◆ To do ◆
Reproduce each line of the records below word for word, leaving out the pictures.

◆ Task material ◆
============================================================
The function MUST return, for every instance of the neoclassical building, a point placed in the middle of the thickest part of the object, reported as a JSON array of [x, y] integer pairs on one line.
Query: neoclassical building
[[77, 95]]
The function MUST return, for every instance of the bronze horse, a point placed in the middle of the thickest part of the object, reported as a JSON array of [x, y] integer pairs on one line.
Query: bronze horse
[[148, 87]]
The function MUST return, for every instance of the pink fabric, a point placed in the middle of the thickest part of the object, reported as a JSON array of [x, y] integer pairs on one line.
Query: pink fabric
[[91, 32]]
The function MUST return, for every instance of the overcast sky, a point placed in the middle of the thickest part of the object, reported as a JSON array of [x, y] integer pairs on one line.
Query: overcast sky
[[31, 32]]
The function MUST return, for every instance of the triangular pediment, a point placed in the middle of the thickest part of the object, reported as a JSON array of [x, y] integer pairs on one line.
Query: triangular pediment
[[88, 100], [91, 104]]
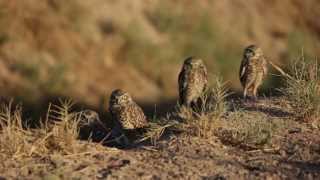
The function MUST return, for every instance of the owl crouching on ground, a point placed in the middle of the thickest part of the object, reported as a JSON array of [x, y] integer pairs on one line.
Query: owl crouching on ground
[[193, 80], [253, 70], [125, 111]]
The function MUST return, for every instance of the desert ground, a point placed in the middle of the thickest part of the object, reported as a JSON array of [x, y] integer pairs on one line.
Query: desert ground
[[59, 58]]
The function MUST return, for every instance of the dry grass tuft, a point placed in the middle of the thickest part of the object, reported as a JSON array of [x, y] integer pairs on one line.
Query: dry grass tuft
[[205, 120], [247, 132], [303, 90], [58, 134]]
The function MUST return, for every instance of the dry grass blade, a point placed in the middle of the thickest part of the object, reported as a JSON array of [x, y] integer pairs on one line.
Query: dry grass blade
[[302, 90]]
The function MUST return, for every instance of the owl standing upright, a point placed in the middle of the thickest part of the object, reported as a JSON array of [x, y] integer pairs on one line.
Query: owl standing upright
[[253, 70], [125, 111], [193, 80]]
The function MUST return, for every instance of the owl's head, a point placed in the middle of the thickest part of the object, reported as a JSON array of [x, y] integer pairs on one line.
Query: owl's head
[[119, 97], [252, 51], [193, 62]]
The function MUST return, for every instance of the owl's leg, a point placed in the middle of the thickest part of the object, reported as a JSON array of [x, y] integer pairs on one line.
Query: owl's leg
[[247, 88], [256, 86]]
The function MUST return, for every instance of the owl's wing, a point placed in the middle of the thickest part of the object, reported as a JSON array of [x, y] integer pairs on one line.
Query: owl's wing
[[182, 82]]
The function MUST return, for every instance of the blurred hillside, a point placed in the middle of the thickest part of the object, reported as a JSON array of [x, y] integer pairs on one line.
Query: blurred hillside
[[84, 49]]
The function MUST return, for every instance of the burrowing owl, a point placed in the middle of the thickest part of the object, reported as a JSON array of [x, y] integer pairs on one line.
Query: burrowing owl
[[253, 69], [192, 81], [125, 111]]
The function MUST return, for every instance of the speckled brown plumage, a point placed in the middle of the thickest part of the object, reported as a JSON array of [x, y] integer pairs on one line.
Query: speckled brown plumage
[[253, 70], [192, 81], [125, 111]]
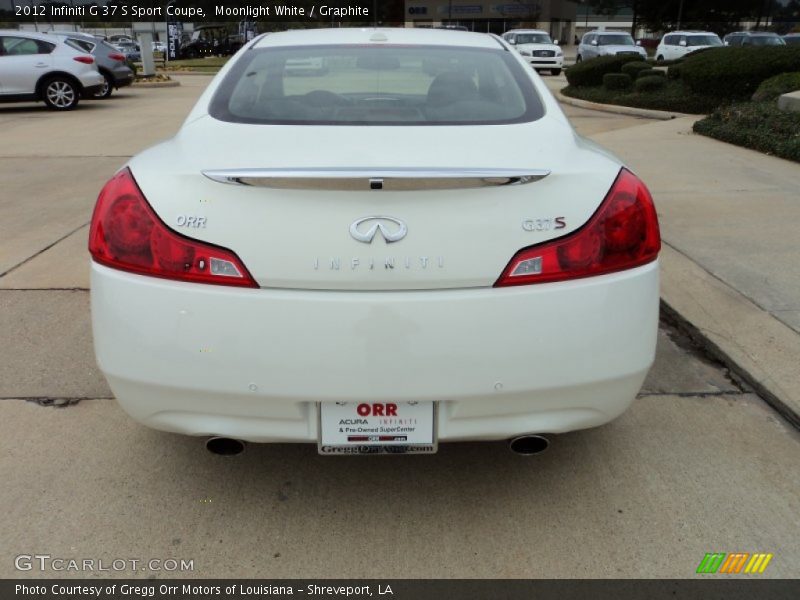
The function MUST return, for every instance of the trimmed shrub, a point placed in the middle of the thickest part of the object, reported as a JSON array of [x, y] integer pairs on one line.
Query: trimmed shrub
[[617, 81], [733, 73], [674, 96], [776, 86], [651, 83], [758, 125], [634, 68], [652, 73], [590, 72], [674, 72]]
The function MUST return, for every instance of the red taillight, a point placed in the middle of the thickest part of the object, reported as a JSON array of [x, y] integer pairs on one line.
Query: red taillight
[[127, 234], [622, 234]]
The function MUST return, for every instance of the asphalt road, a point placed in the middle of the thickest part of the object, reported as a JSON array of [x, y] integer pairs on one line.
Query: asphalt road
[[697, 465]]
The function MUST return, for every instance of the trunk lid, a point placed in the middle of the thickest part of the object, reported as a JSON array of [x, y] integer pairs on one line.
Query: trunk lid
[[301, 208]]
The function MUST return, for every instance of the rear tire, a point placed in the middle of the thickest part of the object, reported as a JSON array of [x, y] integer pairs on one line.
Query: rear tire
[[60, 93], [108, 88]]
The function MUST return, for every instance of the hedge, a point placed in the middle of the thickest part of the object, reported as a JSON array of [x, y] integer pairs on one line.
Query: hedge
[[757, 125], [634, 68], [674, 72], [652, 73], [776, 86], [617, 81], [651, 83], [736, 73], [590, 72], [674, 96]]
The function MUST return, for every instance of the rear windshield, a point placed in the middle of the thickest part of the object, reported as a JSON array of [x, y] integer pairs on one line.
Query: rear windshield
[[368, 85], [80, 45], [764, 40], [703, 40], [533, 38], [620, 39]]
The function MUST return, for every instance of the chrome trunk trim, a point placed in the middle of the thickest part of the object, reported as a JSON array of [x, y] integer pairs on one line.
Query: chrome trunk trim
[[390, 179]]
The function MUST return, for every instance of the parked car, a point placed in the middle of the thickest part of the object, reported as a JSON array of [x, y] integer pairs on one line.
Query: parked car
[[110, 62], [792, 39], [608, 43], [538, 48], [116, 39], [41, 67], [368, 277], [678, 44], [130, 50], [753, 38]]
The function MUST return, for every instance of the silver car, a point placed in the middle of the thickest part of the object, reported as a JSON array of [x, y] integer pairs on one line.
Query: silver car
[[111, 63], [37, 66], [608, 43]]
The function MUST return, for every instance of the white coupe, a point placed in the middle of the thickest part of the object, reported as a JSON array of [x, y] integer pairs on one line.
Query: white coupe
[[411, 247]]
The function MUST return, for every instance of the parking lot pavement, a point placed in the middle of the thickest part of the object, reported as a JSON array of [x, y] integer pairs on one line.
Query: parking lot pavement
[[698, 464]]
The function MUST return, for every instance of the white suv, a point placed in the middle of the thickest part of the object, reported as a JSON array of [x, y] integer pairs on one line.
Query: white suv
[[36, 66], [680, 43], [537, 48]]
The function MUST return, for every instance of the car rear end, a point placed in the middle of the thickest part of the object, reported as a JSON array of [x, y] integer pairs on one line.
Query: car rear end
[[115, 63], [343, 264], [79, 63]]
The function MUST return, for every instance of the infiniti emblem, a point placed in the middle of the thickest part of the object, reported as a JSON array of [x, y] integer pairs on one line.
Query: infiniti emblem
[[364, 230]]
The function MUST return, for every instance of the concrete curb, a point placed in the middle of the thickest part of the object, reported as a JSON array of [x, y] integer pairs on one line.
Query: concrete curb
[[192, 73], [748, 340], [630, 111], [156, 84]]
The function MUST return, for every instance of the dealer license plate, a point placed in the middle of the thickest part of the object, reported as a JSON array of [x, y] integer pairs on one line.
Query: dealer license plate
[[377, 428]]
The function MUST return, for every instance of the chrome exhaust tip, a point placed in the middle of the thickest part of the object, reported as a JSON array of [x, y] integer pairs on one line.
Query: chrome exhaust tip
[[528, 445], [222, 446]]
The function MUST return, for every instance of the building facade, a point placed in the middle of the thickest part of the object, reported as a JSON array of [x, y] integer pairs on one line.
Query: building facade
[[558, 17]]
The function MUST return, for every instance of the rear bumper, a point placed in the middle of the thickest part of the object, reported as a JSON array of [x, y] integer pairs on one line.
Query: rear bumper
[[253, 364], [123, 78], [556, 62], [91, 90]]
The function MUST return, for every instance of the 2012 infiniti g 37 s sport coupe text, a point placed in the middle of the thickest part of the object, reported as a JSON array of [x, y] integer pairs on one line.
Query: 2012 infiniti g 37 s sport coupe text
============================================================
◆ Result below ◆
The function MUST return, for every instance of the neoclassical building, a point placed in the middle of the thickest part of the object, reported as a JSON array of [x, y] integer pairs on one line.
Query: neoclassical building
[[77, 95]]
The function MUST return, for every instance of the bronze horse, a point placed in the middle of the thickest part of the object, reported as a JSON array of [x, y] integer pairs on one line.
Query: bronze horse
[[148, 87]]
The function MUST return, for every instance of the pink fabric, a point placed in the middle of the thickest part of the object, reported as a JSON array of [x, y] integer pairs on one line.
Query: pink fabric
[[91, 32]]
The function MUST return, for every instance of the overcast sky, a point placed in the middle of the thickest part of the object, reported as a JSON array of [x, y] integer pairs on one line.
Query: overcast sky
[[31, 32]]
The function MUST return, for every instance of the triangular pediment, a point placed in the middle of the thickest part of the object, reported as a JSON array of [x, y] integer pairs on one line.
Query: triangular pediment
[[88, 100], [91, 104]]
The function MUST return, for every instance of the owl crouching on ground, a point placed in the middle of the thickest part of the object, reported as a JSON array of [x, y] integer pairs on one line.
Query: owl crouching on ground
[[193, 80], [253, 70], [125, 111]]
The function MUST return, for every instance of the desert ground, a point placed in the middle of the thickest part of the object, reported as a JSON array of [x, y] integer pairs on one line.
Query: desert ground
[[59, 58]]
The function MUST return, for every instance of the dry grass tuft, a point placed in the middle of the thickest part of the object, reported as a JSON array of [x, y] integer pairs on one line.
Query: dry grass tuft
[[205, 120], [247, 132], [303, 90], [58, 134]]
The function MUST return, for every instance of the dry grass blade, a point placed in the middle of the thickest part of the object, reported as a JSON array of [x, y] integer pairs on one line.
Query: dry grass blade
[[302, 90]]
The function MUST return, for every instance of the owl standing upright, a point placed in the middle of the thickest part of the object, reported as a JSON array of [x, y] integer pairs on one line.
Query: owl standing upright
[[253, 70], [125, 111], [193, 80]]
The function MUST return, for every instance of the owl's head, a point placed in the middle of the thickest part of the object, reported as a JSON array of [x, y] integer pairs on one line.
Query: owl's head
[[119, 97], [252, 51], [193, 62]]
The function MUST return, for every instance of the owl's leg, a point placed in the middle of the thickest part of the object, reported as a JSON array of [x, y] integer pairs on one line.
Query: owl's leg
[[247, 88], [256, 86]]
The function MUST return, for every instance of the owl's wing, a point placed in the middle of the thickest part of the object, reported as a JSON array of [x, y] integer pairs on one line.
Query: owl's wing
[[182, 82]]
The function MUST return, for every instance of the blurred hillside, a point placed in the middle of the thickest part of the object, reported as a JSON array of [x, y] integer pairs on one line.
Query: blurred hillside
[[84, 49]]
The function MUST return, for every instance of the burrowing owl, a point placed in the middle of the thickest part of the object, reported as a JSON array of [x, y] integer pairs on one line.
Query: burrowing owl
[[253, 69], [192, 81], [125, 111]]
The function MUST return, for every instance of the speckled brown plumage, a point placed in the middle of the thickest part of the object, reported as a JSON array of [x, y] integer pairs on one line.
Query: speckled brown plumage
[[253, 70], [192, 81], [125, 111]]
The function MUST return, for every instance of the trimmed shrub, a point placed in the middle of the thickest part of the object, reported as a JSON array of [x, y] integer pairs on one line.
Query: trimmed shrub
[[617, 81], [733, 73], [674, 96], [776, 86], [651, 83], [758, 125], [634, 68], [652, 73], [590, 72], [674, 72]]
The function MUST return, for every instance of the red taillight, a point placed in the middle of the thickest part of the object, reported as a JSON array of [x, y] integer pairs on one line.
Query: red taillight
[[127, 234], [622, 234]]
The function MUST return, for every instance of the asphalt road, a point placed in the middle of the thickest part of the object, reported as a JSON array of [x, y] integer pairs on one line.
Query: asphalt road
[[697, 465]]
The function MUST return, for every instance of the trunk lid, a point placed in the middle of the thickest part of the object, reported as a JSON array of [x, y] integer pairs on one line.
Query: trunk lid
[[301, 208]]
The function MUST return, for every instance of the rear tire, a point placed in the middle of the thickest part of the object, reported as a JSON array of [x, y] integer pairs on one line.
Query: rear tire
[[60, 93], [108, 88]]
The function MUST return, for every instance of the hedge, a point placed in the middle of the thickest part of the object, reported as a JSON array of [x, y] integer pairs on one line.
Query: hedge
[[757, 125], [634, 68], [674, 72], [652, 73], [776, 86], [617, 81], [651, 83], [736, 73], [590, 72], [674, 96]]
The function MUST return, for every instance of the rear windshield, a point placed in the middle of the thickest part of the object, reported as a JSON array of [x, y] integer pairs on one line.
Query: rear windshield
[[368, 85], [80, 45], [764, 40], [703, 40], [533, 38], [620, 39]]
The function MUST return, for every instance of the chrome trunk trim, a point placed in the middle of the thickest part of the object, reported as a JSON array of [x, y] integer pairs on one line.
Query: chrome trunk trim
[[390, 179]]
The function MUST return, for every instance of the parked car, a point placed in the middle of the thickest part of the object, reported as a JSON array of [x, y] integer pairs on one line.
Query: parked car
[[110, 62], [792, 39], [608, 43], [538, 48], [116, 39], [41, 67], [368, 277], [678, 44], [130, 50], [753, 38]]
The function MUST return, for every instance of the silver car, a point placed in the middle of the thickest part of the object, reported as a JSON array of [x, y] integer pairs on one line.
Query: silver car
[[111, 63], [37, 66], [608, 43]]
The function MUST return, for every instance of the white coupe, a point placed in the middle of the thickest part of the object, reported as a JSON array of [x, y] integer pairs on one line.
Query: white coupe
[[411, 247]]
The function MUST return, for every instance of the parking lot pavement, a point placed in the middle of the thickest part of the object, reported as a JSON array of [x, y] integer pairs on one line.
Query: parking lot pavement
[[698, 464]]
The function MUST return, for every instance of the white suv, a point placed in the middle of the thickest part of the object, reported as a JSON array of [x, y] integer pairs on one line.
Query: white suv
[[36, 66], [680, 43], [537, 48]]
The function MUST return, for every instance of the car rear end, a point placed in the middle of the thickest part of the object, reported as a JSON array of [x, y] integer pairs on one line.
Query: car rear end
[[115, 63], [343, 264], [79, 63]]
The function MUST return, for every instance of the infiniti emblem, a point placed in the middle of the thickest part of the object, reported as a JSON array of [x, y] integer pairs on one line.
Query: infiniti emblem
[[364, 230]]
The function MUST return, for every instance of the concrete curb, a point placed in the middle of the thickest part of the object, reported as a JSON array of [x, y] integer pairs on one line.
Query: concrete curb
[[192, 73], [748, 340], [630, 111], [156, 84]]
The function MUST return, for every instance of the dealer license plate, a point placed in the middle of the thickest part of the object, reported as a JSON array of [x, y] integer pairs on one line.
Query: dealer license plate
[[377, 428]]
The function MUST return, for every instance of the chrome exhaust tip, a point placed in the middle of the thickest part of the object, reported as a JSON array of [x, y] integer pairs on one line.
Query: chrome exhaust tip
[[528, 445], [222, 446]]
The function MUST return, for every instance of the building facade, a point placed in the middle of the thickest part of the object, reported as a JSON array of [x, y] integer pairs on one line.
Query: building facade
[[558, 17]]
The function MUST return, for every instance of the rear bumper, a point placed in the middle of the thickest part of the object, reported as a JSON array of [x, y] integer pairs on one line.
Query: rear bumper
[[253, 364], [123, 78], [556, 62], [91, 90]]
The function MUST return, for every instance of the 2012 infiniti g 37 s sport coupe text, a point placed in the middle of the thickest part of the object, reported as a JSON array of [x, y] integer pairs on one line.
Query: 2012 infiniti g 37 s sport coupe text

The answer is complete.